## Challenge
Return every one of the rows below word for word, changing nothing.

[Some rows]
----
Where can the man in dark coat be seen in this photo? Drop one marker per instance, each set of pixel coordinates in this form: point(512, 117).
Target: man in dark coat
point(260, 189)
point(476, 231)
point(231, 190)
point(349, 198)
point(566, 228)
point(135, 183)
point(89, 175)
----
## Result of the exercise
Where can the man in dark coat be seen in this photo? Drop one marker per instance, each set of pixel coordinates in this form: point(512, 117).
Target: man in dark coat
point(260, 189)
point(476, 231)
point(231, 190)
point(349, 198)
point(566, 228)
point(135, 183)
point(89, 175)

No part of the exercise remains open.